## [The task]
Please reproduce the data between the lines holding "Report one point per instance of the rolling" and "486], [180, 265]]", inclusive, shifting every point coordinate in the answers by -10 and leaving all other text unchanged.

━━ Dataset extract

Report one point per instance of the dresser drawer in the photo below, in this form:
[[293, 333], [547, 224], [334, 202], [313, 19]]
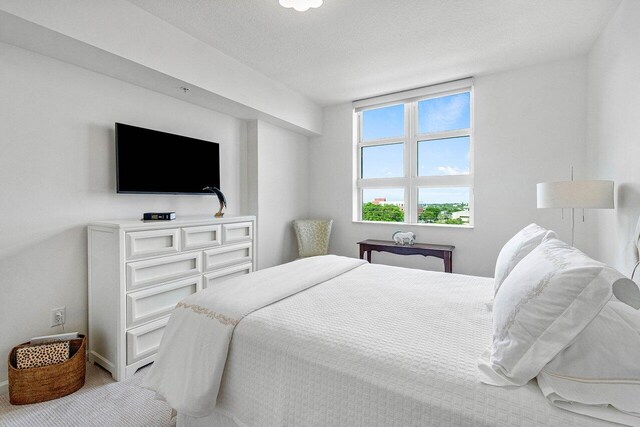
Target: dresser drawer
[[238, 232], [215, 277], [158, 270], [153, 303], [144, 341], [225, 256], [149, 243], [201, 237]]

━━━━
━━ Dataset extract

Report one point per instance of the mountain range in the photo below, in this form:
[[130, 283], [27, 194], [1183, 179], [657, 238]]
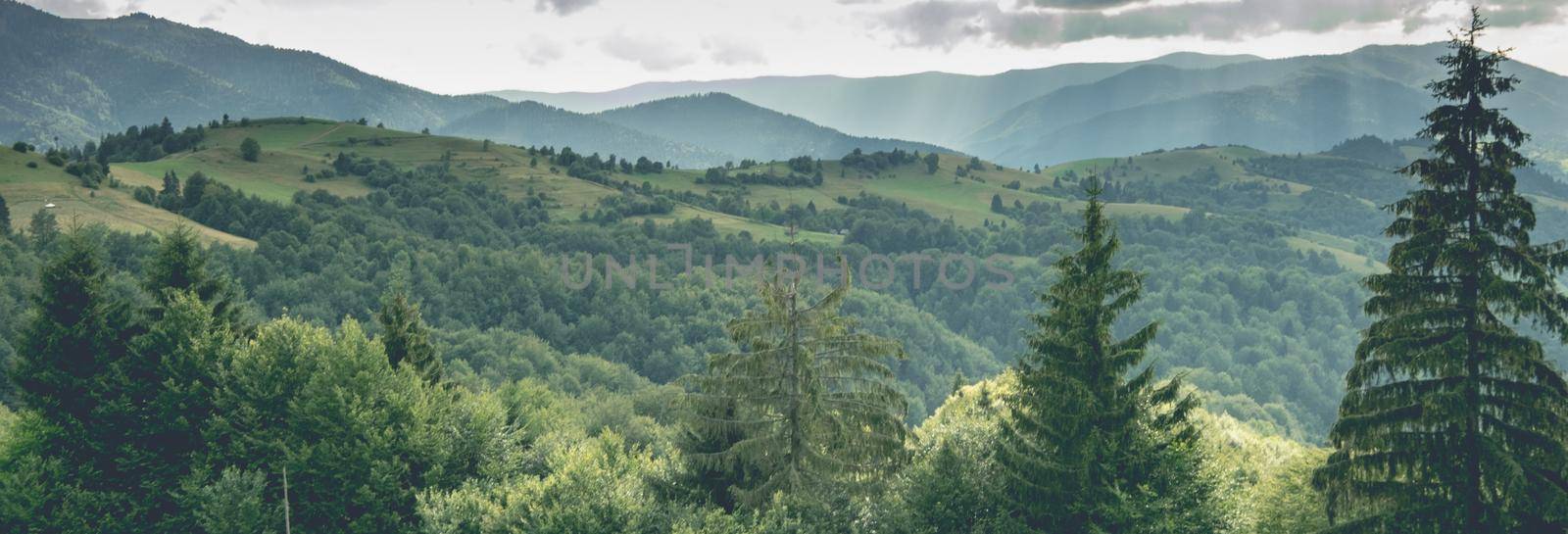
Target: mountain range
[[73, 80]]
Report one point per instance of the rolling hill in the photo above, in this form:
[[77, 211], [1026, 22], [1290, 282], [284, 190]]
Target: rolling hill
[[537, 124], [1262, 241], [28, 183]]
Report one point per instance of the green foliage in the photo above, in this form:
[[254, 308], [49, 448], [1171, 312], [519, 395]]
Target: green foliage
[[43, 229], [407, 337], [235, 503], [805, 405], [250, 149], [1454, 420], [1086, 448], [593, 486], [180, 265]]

━━━━

## [Result of the exercise]
Report one point per instance of the rolling hill in the photo above, in this form:
[[77, 211], [1026, 22], [1290, 282], [284, 190]]
Target: rolling hill
[[527, 114], [1252, 231], [18, 173]]
Report one point per instance of the green foliage in the photo above, in this form:
[[254, 308], [49, 448], [1171, 312], [519, 395]]
Target: green foliage
[[33, 219], [397, 327], [225, 493], [795, 395], [240, 139], [1444, 410], [1076, 438], [583, 476], [170, 255]]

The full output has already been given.